> PROBLEM 1: According to the hyperbaric oxygen passage, at what pressure and for how long each day was HBO2 given?
> PROBLEM 2: In the hyperbaric oxygen passage, reproduce everything from "The efficacy of" down to "vivo animal model.", switching "HBO2" to "HBOT" throughout.
> PROBLEM 3: Condense the paragraph of the hyperbaric oxygen passage that begins "The efficacy of hyperbaric oxygen" into a short bulleted list that keeps its main facts.

> DOCUMENT PASSAGE:

◇ ◇ ◇

We hypothesized that oxidative stress from hyperbaric oxygen (HBO2, 2.8 ATA for 90 min daily) exerts a trophic effect on vasculogenic stem cells.
The efficacy of hyperbaric oxygen (HBO2) for healing refractory wounds in diabetic patients and those with radiation injuries has been shown in randomized trials, and its utilization is supported by independent evidence-based reviews (6, 10, 20, 32, 38). Mechanisms of action for HBO2 are not clear. The goal of this study was to examine the impact of HBO2 on vasculogenic stem cells in an in vivo animal model.

◇ ◇ ◇

> STUDY MATERIAL:
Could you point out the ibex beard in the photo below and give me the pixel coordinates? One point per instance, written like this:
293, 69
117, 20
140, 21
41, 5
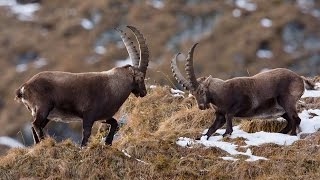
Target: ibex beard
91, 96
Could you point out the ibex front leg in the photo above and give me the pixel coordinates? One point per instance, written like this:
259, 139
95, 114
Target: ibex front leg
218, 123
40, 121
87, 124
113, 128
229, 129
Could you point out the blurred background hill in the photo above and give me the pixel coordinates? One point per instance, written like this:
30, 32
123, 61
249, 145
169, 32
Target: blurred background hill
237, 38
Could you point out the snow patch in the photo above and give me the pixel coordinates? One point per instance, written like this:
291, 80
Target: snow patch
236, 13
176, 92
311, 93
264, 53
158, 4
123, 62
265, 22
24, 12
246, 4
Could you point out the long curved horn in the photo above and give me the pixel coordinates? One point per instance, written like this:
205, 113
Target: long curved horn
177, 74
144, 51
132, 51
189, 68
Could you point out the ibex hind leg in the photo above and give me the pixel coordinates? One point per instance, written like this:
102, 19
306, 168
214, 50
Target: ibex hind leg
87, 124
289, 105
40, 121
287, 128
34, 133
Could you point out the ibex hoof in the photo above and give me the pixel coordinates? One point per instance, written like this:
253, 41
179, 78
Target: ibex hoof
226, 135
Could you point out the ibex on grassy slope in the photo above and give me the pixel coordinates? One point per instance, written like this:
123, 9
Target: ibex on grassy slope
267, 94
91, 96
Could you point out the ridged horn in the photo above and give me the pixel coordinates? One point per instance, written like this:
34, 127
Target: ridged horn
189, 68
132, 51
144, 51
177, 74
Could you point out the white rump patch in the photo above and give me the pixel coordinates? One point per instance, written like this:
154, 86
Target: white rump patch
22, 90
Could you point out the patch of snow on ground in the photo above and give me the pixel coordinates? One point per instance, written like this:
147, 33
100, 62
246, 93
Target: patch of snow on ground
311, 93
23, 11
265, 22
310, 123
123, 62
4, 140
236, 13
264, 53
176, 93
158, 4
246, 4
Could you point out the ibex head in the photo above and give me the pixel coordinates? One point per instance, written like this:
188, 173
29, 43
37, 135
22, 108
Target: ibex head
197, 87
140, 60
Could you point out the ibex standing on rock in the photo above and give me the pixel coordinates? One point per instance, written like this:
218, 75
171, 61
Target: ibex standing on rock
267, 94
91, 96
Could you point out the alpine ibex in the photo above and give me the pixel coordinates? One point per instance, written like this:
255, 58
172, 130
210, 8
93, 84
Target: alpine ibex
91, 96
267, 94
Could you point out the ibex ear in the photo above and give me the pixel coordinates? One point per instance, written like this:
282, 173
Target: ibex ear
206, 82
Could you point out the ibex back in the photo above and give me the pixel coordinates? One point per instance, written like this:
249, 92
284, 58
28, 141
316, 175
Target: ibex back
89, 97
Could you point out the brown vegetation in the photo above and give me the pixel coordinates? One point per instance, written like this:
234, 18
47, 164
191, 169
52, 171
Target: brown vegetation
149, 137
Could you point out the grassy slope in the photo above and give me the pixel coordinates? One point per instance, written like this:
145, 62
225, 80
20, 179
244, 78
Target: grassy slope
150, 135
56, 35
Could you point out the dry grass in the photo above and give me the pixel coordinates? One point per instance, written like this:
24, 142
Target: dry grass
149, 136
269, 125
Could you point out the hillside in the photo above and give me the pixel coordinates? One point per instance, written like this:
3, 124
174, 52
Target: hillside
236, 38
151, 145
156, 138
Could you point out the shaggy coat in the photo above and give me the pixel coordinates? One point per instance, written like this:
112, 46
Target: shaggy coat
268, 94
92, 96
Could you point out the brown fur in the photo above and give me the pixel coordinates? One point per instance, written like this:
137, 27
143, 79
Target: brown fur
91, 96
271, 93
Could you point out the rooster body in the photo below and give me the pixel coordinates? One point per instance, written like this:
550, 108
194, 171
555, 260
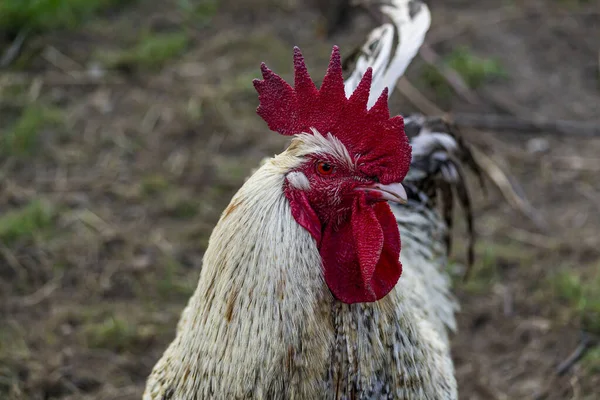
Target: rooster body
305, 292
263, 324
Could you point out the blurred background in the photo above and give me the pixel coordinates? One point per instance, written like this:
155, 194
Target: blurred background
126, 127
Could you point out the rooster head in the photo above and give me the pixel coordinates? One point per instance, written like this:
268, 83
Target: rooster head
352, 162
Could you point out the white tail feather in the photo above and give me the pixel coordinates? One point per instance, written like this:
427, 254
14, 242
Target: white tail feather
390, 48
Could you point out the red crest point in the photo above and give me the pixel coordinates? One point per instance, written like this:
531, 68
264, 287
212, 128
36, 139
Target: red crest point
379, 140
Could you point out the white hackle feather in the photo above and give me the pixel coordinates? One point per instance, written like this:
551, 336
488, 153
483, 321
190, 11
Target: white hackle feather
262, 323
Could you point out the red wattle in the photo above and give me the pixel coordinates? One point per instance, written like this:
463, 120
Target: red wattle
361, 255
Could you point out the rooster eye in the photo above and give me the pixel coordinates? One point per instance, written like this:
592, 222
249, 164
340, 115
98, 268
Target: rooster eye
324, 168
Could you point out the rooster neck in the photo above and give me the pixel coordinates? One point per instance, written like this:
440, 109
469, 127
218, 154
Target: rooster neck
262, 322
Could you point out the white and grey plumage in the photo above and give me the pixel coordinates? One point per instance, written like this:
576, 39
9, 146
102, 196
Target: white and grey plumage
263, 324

◇ ◇ ◇

> EXERCISE RESULT 1: 2.8 ATA for 90 minutes daily.

> EXERCISE RESULT 2:
The efficacy of hyperbaric oxygen (HBOT) for healing refractory wounds in diabetic patients and those with radiation injuries has been shown in randomized trials, and its utilization is supported by independent evidence-based reviews (6, 10, 20, 32, 38). Mechanisms of action for HBOT are not clear. The goal of this study was to examine the impact of HBOT on vasculogenic stem cells in an in vivo animal model.

> EXERCISE RESULT 3:
- Randomized trials show that HBO2 is effective for healing refractory wounds in diabetic patients and those with radiation injuries.
- Independent evidence-based reviews support its use.
- How HBO2 works is not clear.
- The study aimed to examine the impact of HBO2 on vasculogenic stem cells in an in vivo animal model.